> [TASK INSTRUCTIONS] Reproduce the following lines verbatim.

[Contour labeling lines]
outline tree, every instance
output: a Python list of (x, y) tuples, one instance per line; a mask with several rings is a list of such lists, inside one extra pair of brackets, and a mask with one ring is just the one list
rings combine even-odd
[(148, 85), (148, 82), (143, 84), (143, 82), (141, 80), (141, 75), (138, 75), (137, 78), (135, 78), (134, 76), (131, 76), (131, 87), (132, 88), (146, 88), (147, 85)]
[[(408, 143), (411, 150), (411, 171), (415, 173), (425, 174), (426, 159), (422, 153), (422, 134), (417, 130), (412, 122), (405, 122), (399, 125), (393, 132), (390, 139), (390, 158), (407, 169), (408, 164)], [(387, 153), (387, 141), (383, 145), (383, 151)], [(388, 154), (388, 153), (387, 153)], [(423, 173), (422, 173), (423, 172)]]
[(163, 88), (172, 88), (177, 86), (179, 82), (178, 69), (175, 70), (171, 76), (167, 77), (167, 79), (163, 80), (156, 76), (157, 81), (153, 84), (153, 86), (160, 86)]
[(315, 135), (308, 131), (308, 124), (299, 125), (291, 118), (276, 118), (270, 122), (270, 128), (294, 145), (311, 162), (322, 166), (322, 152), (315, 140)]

> [TASK OUTPUT]
outline tree, every instance
output: a Python list of (x, y) tuples, one instance per line; a mask with several rings is a list of such lists, inside one extra pair of brackets, and a mask with one ring is just the one list
rings combine even-odd
[(148, 85), (148, 82), (143, 84), (143, 82), (141, 80), (141, 75), (138, 75), (137, 78), (135, 78), (134, 76), (131, 76), (131, 87), (132, 88), (146, 88), (147, 85)]
[[(408, 143), (411, 150), (411, 171), (415, 173), (425, 174), (426, 159), (422, 153), (422, 134), (417, 130), (412, 122), (405, 122), (399, 125), (393, 132), (390, 139), (390, 158), (407, 169), (408, 164)], [(387, 153), (387, 141), (383, 145), (383, 151)], [(388, 154), (388, 153), (387, 153)], [(423, 173), (422, 173), (423, 172)]]
[(163, 88), (172, 88), (177, 86), (179, 82), (178, 69), (175, 70), (171, 76), (167, 77), (167, 79), (163, 80), (156, 76), (157, 81), (153, 84), (153, 86), (160, 86)]
[(315, 135), (308, 131), (308, 124), (299, 125), (291, 118), (276, 118), (270, 122), (270, 128), (294, 145), (311, 162), (322, 166), (322, 152), (315, 140)]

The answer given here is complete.